## DESCRIPTION OF THE TASK
Resume the sauerkraut fermenting instructions after their last sentence and write the next few steps in the same style.

## PROVIDED TEXT
++++++++++++++++++++

SUBMERGE & SEAL: Hold Ferment Below Brine
- Now, it’s time to make sure your fermenting mixture is in a safe anaerobic (no air) environment. This means that you need to keep the cabbage mixture submerged in the brine while it ferments, especially during the first 5-7 days.
- Take that cabbage leaf you during the SETUP step, tear it down to just fit in the jar, and place it over the surface of the packed cabbage. Forgot to save a cabbage leaf? No problem. You can fold a narrow piece of parchment paper to size or even cut an old plastic lid to size.
- Place the 4-ounce jelly jar on top of the cabbage leaf, right side up with its lid removed. In this picture, I am using my favorite weight, the PickleHelix by Trellis + Co. with a link to it right above this recipe.
- Lightly (to allow for escape of CO2 gases), screw on the white plastic storage lid.
- I like to label my jars using green or blue painter’s tape and a permanent marker. I note the flavor of sauerkraut I made and the date I started fermenting.
Ferment: Ferment for 1 to 4 Weeks
- Time now for the friendly bacteria to transform salty cabbage into tangy sauerkraut.
- Place your jar of fermenting sauerkraut in a shallow bowl (to catch the brine that may leak out during the first week of fermentation), out of direct sunlight. Ideally, wait for 1 week before opening to sample.

++++++++++++++++++++

## LISTED ENTRIES
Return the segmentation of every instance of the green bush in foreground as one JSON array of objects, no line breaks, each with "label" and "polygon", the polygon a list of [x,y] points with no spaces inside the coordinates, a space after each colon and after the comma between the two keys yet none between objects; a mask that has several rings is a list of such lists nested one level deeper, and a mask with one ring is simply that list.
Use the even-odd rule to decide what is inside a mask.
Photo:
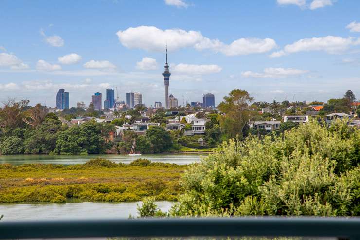
[{"label": "green bush in foreground", "polygon": [[360,214],[360,130],[315,122],[231,140],[180,180],[173,216]]}]

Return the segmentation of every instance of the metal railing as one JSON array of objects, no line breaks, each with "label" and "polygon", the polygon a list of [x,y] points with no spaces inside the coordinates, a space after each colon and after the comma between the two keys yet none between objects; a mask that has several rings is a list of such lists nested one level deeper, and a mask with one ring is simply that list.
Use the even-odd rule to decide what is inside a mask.
[{"label": "metal railing", "polygon": [[0,239],[294,236],[360,240],[359,218],[163,218],[0,222]]}]

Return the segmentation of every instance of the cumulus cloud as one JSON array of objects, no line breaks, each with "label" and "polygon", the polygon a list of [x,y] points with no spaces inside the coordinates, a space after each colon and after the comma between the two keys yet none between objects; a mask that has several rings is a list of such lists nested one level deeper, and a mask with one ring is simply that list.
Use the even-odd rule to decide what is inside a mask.
[{"label": "cumulus cloud", "polygon": [[277,0],[277,3],[279,5],[293,4],[302,6],[305,5],[305,0]]},{"label": "cumulus cloud", "polygon": [[10,82],[5,84],[0,84],[0,89],[1,90],[15,90],[19,89],[19,86],[16,83]]},{"label": "cumulus cloud", "polygon": [[350,29],[350,32],[360,32],[360,22],[353,21],[346,26],[346,28]]},{"label": "cumulus cloud", "polygon": [[85,68],[102,69],[114,69],[116,66],[107,60],[95,61],[91,60],[85,63],[83,65]]},{"label": "cumulus cloud", "polygon": [[62,64],[73,64],[81,60],[81,57],[75,53],[72,53],[61,56],[58,58],[59,62]]},{"label": "cumulus cloud", "polygon": [[23,70],[29,68],[29,66],[22,62],[12,54],[7,53],[0,53],[0,67],[8,67],[14,70]]},{"label": "cumulus cloud", "polygon": [[43,29],[40,29],[40,34],[44,37],[45,42],[53,47],[62,47],[64,46],[64,39],[60,36],[54,35],[52,36],[48,37]]},{"label": "cumulus cloud", "polygon": [[357,40],[353,37],[345,38],[332,36],[304,38],[287,45],[283,50],[274,52],[269,56],[279,57],[291,53],[309,51],[324,51],[330,54],[337,54],[348,49],[352,46],[360,44],[359,42],[359,39]]},{"label": "cumulus cloud", "polygon": [[177,7],[187,7],[189,5],[183,0],[164,0],[165,4]]},{"label": "cumulus cloud", "polygon": [[141,70],[155,70],[158,68],[158,64],[154,58],[144,57],[136,63],[136,68]]},{"label": "cumulus cloud", "polygon": [[195,65],[180,63],[172,66],[172,72],[179,74],[205,75],[218,73],[221,68],[215,64]]},{"label": "cumulus cloud", "polygon": [[302,8],[309,8],[310,10],[313,10],[326,6],[331,6],[333,4],[334,0],[313,0],[312,1],[306,1],[306,0],[277,0],[277,3],[279,5],[296,5]]},{"label": "cumulus cloud", "polygon": [[264,69],[263,73],[256,73],[250,71],[243,72],[241,73],[241,76],[243,77],[256,78],[282,78],[301,75],[308,72],[294,68],[267,68]]},{"label": "cumulus cloud", "polygon": [[128,48],[163,52],[165,41],[169,50],[193,47],[197,50],[210,49],[221,52],[227,56],[264,53],[276,46],[271,38],[240,38],[230,44],[218,39],[211,39],[202,36],[200,32],[186,31],[182,29],[163,30],[154,26],[140,26],[130,27],[116,33],[121,44]]},{"label": "cumulus cloud", "polygon": [[44,60],[39,60],[36,64],[36,69],[40,71],[53,71],[61,70],[61,66],[58,64],[51,64]]},{"label": "cumulus cloud", "polygon": [[324,7],[326,6],[331,6],[332,5],[331,0],[314,0],[310,4],[310,9],[312,10]]}]

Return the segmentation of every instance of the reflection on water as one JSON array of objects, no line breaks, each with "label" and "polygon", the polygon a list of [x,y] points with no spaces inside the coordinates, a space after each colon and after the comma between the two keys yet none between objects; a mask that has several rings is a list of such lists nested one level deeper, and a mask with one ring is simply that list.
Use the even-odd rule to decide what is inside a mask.
[{"label": "reflection on water", "polygon": [[[163,211],[170,209],[173,203],[157,202]],[[1,222],[61,219],[125,218],[138,215],[136,204],[132,203],[12,203],[0,204]]]},{"label": "reflection on water", "polygon": [[140,157],[130,157],[127,155],[103,154],[90,155],[15,155],[0,156],[0,164],[9,163],[15,165],[30,163],[62,164],[83,164],[90,159],[102,157],[115,163],[130,163],[138,158],[146,158],[152,162],[189,164],[198,162],[202,156],[206,153],[179,153],[144,154]]}]

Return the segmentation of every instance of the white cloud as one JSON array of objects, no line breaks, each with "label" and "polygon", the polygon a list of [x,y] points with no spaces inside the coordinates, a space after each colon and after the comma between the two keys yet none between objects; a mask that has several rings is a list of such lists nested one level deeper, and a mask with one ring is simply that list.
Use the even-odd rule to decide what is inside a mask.
[{"label": "white cloud", "polygon": [[221,68],[215,64],[195,65],[180,63],[172,67],[172,71],[179,74],[205,75],[219,73],[221,71]]},{"label": "white cloud", "polygon": [[270,93],[283,93],[285,92],[284,92],[283,90],[272,90],[270,91]]},{"label": "white cloud", "polygon": [[51,64],[44,60],[39,60],[36,64],[36,69],[45,71],[61,70],[61,66],[58,64]]},{"label": "white cloud", "polygon": [[243,72],[241,73],[241,76],[243,77],[256,78],[281,78],[301,75],[308,72],[294,68],[267,68],[264,70],[263,73],[255,73],[250,71]]},{"label": "white cloud", "polygon": [[91,60],[85,63],[83,65],[85,68],[115,69],[116,66],[108,61],[95,61]]},{"label": "white cloud", "polygon": [[1,90],[16,90],[19,89],[19,86],[16,83],[10,82],[6,84],[0,84],[0,89]]},{"label": "white cloud", "polygon": [[155,70],[158,68],[158,64],[154,58],[144,57],[136,63],[136,68],[141,70]]},{"label": "white cloud", "polygon": [[310,9],[312,10],[324,7],[326,6],[331,6],[332,1],[331,0],[314,0],[310,4]]},{"label": "white cloud", "polygon": [[50,46],[53,47],[62,47],[64,46],[64,39],[60,36],[54,35],[52,36],[48,37],[42,29],[40,30],[40,34],[44,37],[44,40],[45,42]]},{"label": "white cloud", "polygon": [[277,0],[279,5],[296,5],[302,8],[309,8],[313,10],[317,8],[331,6],[334,0],[313,0],[309,4],[306,0]]},{"label": "white cloud", "polygon": [[99,84],[99,87],[101,88],[110,88],[110,84],[108,83],[100,83]]},{"label": "white cloud", "polygon": [[279,5],[293,4],[300,7],[305,5],[306,1],[305,0],[277,0],[277,3]]},{"label": "white cloud", "polygon": [[0,53],[0,67],[8,67],[14,70],[29,68],[29,66],[22,62],[15,55],[7,53]]},{"label": "white cloud", "polygon": [[210,49],[227,56],[264,53],[276,46],[271,38],[240,38],[229,45],[218,39],[205,37],[200,32],[182,29],[162,30],[154,26],[130,27],[116,33],[119,40],[128,48],[163,52],[165,41],[169,51],[185,47],[194,47],[197,50]]},{"label": "white cloud", "polygon": [[360,32],[360,22],[353,21],[346,26],[346,28],[350,29],[350,32]]},{"label": "white cloud", "polygon": [[59,62],[62,64],[73,64],[77,63],[81,60],[81,57],[75,53],[72,53],[61,56],[58,58]]},{"label": "white cloud", "polygon": [[164,0],[165,4],[177,7],[187,7],[189,5],[183,0]]},{"label": "white cloud", "polygon": [[324,51],[330,54],[337,54],[348,49],[351,46],[360,44],[353,37],[345,38],[328,36],[323,37],[301,39],[288,44],[283,50],[272,53],[270,57],[279,57],[289,54],[301,51]]}]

++++++++++++++++++++

## TASK OUTPUT
- For what to expect as your sauerkraut ferments, see SALTY Cabbage to SOUR Sauerkraut: Fermentation Signs to Monitor
- Should the brine level fall (very unlikely) and remain below the level of the sauerkraut during this first week,
- dilute 1 Tbsp of salt in 2 cups of water
- and pour some of this brine over the sauerkraut (removing the little jar first) until it just covers the mixture. Put the little jar back in, screw the lid on lightly and let fermentation continue.
- Don’t worry if the brine disappears after the 7- to 10-day mark. By this time, you’ve created a safe environment in which the bacteria that would cause mold or slime has been chased away by the beneficial bacteria produced during the fermentation process.
- You can ferment your sauerkraut for up to 4 weeks. The longer you ferment it, the greater the number and variety of beneficial bacteria that can be produced. One study shows bacteria levels peaking on day 21.
STORE: Store in Refrigerator for Up to 1 Year
- After your sauerkraut has fermented to your liking, it’s ready to go into the refrigerator to then be effortlessly added to any meal or dish.
- Rinse off the outside of the jar. You can take the little jar – or whatever fermentation weight you used – out. Clean the rim if necessary (sometimes it can get sticky from the brine that overflows), and screw the lid back on tightly. If you used an airlock lid, clean that up and save it for another batch of sauerkraut.
- Add to your label how long you fermented your sauerkraut.
Notes and Tips
- You can use any variety of cabbage in your sauerkraut: green, red, napa, or savoy. However, for your first few batches of sauerkraut, you might want to use standard green cabbage. It ferments fabulously, which is one more way to guarantee success, and it gives you a baseline to gauge how future batches are fermenting.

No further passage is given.